→ **Instructions to follow**: Reproduce verbatim the lines from the one containing "Reviewer note: verify that every instance of the sign with" through the one containing "column 559, row 563", including both of those lines and nothing else.
§ §
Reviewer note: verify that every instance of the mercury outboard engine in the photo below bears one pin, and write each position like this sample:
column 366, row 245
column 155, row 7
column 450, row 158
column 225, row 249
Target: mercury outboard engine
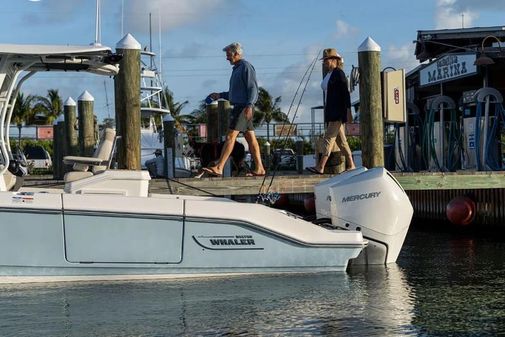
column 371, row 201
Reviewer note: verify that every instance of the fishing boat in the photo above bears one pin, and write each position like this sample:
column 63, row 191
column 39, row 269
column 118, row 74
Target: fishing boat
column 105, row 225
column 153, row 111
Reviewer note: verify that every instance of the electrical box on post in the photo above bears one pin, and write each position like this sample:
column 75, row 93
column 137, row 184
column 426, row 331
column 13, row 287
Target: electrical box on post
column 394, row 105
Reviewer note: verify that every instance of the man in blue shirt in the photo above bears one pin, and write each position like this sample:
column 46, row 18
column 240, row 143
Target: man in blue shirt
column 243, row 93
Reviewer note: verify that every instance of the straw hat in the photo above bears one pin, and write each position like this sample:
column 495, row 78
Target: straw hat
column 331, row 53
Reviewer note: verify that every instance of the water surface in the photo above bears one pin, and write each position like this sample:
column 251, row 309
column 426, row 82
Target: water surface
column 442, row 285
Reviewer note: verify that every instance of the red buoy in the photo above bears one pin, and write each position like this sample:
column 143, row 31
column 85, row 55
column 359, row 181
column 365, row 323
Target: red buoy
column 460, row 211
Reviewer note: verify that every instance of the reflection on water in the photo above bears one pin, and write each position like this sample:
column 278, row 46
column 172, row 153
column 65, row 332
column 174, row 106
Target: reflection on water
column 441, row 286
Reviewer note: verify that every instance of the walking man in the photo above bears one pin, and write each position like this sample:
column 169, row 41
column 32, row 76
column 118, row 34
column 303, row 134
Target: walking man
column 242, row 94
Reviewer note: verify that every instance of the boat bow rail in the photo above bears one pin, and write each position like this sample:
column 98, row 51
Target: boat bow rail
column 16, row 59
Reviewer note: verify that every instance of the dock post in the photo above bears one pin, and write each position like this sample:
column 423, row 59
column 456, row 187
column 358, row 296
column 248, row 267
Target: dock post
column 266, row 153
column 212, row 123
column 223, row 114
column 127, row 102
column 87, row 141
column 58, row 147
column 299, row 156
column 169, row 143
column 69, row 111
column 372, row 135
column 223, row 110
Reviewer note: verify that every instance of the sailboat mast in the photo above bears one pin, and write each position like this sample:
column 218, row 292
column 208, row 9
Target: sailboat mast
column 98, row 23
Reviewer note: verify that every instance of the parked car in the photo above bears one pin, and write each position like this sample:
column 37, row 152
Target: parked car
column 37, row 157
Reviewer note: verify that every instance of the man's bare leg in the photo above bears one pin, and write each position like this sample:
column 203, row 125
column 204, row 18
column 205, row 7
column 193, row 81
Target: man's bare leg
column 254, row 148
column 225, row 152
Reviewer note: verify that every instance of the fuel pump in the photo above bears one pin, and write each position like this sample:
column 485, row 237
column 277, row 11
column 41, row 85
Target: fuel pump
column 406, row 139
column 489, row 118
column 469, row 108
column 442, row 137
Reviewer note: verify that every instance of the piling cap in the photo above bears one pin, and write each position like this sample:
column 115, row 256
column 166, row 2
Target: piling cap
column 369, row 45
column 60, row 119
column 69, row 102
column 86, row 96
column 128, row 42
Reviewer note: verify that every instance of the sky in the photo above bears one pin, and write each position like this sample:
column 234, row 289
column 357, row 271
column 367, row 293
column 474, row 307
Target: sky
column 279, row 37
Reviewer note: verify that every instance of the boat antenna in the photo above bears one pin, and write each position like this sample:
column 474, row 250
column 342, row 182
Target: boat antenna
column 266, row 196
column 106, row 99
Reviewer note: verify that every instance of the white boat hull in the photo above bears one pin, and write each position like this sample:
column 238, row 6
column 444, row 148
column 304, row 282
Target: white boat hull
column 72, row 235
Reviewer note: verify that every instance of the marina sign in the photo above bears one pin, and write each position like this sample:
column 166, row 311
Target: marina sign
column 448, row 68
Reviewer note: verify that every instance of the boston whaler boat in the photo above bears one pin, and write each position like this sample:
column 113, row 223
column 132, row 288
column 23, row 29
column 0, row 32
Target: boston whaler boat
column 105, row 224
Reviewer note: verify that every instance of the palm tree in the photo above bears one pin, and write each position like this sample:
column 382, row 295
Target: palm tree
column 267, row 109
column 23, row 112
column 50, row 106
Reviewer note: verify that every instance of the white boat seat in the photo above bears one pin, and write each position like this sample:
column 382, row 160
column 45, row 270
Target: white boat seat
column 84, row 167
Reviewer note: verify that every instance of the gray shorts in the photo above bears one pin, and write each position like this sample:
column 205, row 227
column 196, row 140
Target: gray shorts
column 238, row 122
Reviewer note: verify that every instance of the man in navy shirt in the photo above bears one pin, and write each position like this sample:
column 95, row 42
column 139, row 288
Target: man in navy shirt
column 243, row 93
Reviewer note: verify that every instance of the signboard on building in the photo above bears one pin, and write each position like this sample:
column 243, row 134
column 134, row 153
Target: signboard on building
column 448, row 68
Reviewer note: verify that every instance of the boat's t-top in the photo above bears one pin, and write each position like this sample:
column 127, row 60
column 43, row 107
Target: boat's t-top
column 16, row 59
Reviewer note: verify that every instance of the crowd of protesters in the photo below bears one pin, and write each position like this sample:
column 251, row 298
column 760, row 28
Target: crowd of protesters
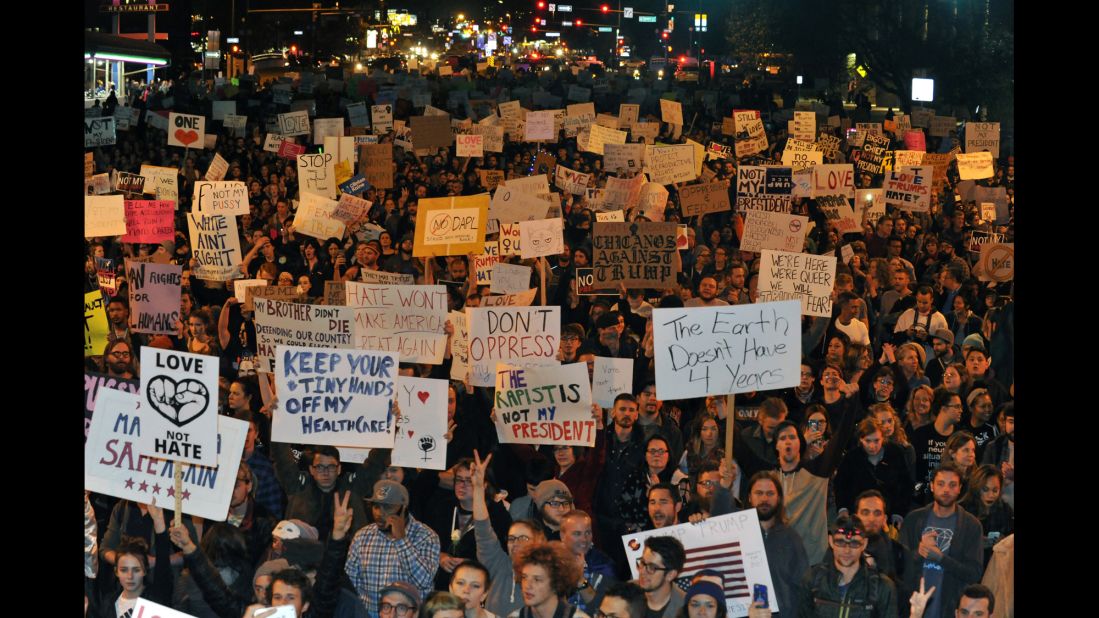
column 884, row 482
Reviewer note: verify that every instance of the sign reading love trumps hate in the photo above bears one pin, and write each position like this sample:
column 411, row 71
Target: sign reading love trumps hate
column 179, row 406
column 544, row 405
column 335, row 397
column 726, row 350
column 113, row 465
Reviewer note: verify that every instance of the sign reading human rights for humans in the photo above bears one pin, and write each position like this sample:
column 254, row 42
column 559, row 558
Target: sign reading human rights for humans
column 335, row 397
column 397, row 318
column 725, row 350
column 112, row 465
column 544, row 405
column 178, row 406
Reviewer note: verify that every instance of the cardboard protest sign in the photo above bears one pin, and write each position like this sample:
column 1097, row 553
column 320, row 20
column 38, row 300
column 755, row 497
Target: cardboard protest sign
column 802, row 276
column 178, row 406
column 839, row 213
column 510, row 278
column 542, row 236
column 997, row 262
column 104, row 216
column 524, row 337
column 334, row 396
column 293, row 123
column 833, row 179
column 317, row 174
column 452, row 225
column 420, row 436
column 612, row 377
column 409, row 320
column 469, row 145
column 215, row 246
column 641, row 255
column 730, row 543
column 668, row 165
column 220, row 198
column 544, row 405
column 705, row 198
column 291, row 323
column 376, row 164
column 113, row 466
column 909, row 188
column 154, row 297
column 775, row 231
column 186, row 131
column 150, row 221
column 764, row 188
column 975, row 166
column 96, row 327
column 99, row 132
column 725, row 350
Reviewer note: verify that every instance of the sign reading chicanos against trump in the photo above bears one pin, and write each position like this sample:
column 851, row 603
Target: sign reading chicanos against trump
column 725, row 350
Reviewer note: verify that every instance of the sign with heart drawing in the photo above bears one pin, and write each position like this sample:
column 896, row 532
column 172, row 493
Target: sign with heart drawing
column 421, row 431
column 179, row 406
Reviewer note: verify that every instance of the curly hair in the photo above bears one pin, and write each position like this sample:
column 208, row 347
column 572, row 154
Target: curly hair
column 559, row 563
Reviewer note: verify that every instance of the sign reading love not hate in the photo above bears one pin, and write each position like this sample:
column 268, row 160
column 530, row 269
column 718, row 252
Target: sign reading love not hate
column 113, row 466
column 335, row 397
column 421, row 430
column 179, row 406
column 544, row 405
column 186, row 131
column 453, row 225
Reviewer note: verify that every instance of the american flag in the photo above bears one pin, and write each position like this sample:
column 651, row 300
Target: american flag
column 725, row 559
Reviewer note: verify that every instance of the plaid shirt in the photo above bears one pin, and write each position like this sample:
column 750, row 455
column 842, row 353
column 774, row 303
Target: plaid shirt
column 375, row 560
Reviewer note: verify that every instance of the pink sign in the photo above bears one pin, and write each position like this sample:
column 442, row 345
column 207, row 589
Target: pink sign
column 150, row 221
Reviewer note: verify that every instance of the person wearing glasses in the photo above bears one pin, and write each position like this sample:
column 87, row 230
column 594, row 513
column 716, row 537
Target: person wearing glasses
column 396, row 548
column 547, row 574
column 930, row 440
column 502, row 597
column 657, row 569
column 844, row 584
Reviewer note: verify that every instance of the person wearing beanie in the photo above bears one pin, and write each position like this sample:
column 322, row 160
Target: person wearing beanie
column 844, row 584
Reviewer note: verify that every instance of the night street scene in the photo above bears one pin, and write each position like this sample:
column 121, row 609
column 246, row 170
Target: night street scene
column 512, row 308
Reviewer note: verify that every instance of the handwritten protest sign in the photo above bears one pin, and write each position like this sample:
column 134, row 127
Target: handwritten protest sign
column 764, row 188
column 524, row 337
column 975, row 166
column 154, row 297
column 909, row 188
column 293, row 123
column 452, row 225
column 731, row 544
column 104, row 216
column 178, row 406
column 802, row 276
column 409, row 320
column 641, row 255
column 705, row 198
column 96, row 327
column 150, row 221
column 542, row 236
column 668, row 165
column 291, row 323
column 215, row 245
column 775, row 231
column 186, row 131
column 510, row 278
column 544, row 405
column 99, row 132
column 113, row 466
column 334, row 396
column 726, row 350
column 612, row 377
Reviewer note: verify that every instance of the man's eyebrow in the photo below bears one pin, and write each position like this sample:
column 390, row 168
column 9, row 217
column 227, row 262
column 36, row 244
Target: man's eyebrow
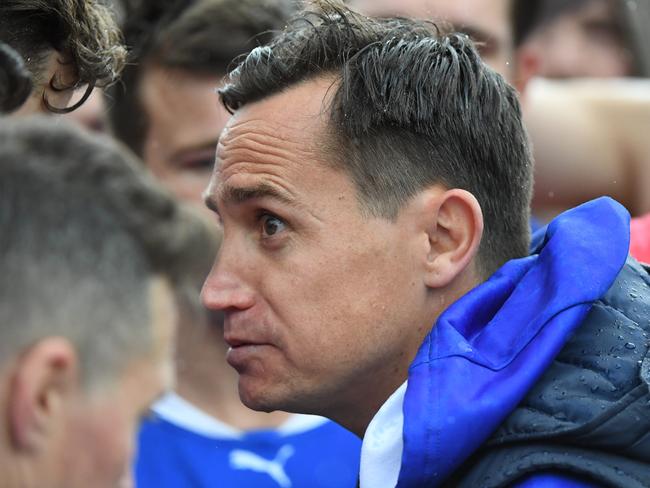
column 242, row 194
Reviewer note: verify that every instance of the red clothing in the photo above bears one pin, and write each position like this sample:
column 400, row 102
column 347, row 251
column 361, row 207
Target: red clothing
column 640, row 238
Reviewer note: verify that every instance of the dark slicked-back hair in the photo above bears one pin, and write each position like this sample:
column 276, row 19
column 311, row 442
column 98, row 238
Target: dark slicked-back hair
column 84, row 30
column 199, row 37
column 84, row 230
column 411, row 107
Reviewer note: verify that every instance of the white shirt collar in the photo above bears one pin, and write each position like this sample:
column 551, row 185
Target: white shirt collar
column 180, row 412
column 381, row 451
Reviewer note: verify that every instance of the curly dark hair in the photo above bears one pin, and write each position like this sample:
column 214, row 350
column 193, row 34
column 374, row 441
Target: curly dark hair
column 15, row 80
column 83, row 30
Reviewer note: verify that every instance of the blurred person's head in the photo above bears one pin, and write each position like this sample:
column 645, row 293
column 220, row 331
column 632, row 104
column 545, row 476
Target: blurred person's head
§ §
→ **Solved exercise**:
Reviewer note: verify that every instance of the sign with heart drawing in the photo above bears one pin, and write each position like this sample:
column 896, row 532
column 172, row 493
Target: sign with heart drawing
column 421, row 431
column 179, row 406
Reviewer note: verify that every instance of the curly hair in the photo above bears one pin, and write each position like this sample:
column 208, row 347
column 572, row 154
Target: curly hair
column 559, row 563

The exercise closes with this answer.